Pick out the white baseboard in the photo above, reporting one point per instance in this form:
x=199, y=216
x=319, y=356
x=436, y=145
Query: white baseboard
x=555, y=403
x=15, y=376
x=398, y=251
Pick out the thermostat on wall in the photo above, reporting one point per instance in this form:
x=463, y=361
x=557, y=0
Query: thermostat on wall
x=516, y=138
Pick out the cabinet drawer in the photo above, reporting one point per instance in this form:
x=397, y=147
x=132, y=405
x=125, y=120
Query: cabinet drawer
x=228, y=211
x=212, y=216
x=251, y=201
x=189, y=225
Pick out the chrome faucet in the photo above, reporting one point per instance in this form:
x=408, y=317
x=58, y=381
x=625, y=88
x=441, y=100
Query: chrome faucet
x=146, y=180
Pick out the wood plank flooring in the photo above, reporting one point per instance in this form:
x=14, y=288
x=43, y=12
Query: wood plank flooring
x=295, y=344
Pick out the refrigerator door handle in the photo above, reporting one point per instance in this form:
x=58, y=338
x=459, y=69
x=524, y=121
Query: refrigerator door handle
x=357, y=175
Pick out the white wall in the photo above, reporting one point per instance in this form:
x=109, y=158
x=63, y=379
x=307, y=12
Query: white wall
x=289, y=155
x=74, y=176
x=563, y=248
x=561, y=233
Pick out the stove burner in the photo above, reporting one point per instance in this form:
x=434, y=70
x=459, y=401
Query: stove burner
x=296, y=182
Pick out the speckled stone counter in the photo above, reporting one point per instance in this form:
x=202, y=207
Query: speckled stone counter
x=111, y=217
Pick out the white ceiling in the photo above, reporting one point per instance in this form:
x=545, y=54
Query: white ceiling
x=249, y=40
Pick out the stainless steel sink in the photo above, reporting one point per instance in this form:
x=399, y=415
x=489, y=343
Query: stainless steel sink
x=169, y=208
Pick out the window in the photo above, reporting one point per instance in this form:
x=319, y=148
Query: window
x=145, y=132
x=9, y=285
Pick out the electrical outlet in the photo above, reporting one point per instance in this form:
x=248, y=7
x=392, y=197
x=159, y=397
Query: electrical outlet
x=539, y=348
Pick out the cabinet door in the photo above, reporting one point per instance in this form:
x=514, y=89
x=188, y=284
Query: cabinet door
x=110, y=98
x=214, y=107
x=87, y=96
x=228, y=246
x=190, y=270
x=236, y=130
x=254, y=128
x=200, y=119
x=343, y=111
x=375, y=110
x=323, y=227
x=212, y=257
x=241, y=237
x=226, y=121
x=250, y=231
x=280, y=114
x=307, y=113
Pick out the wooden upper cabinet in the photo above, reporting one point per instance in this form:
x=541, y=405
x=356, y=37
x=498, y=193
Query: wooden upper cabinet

┄┄┄┄┄┄┄┄┄┄┄┄┄┄┄┄┄┄┄┄

Activity:
Within the records, how many lines carry the word "upper"? Reply with the figure alone.

Answer box:
2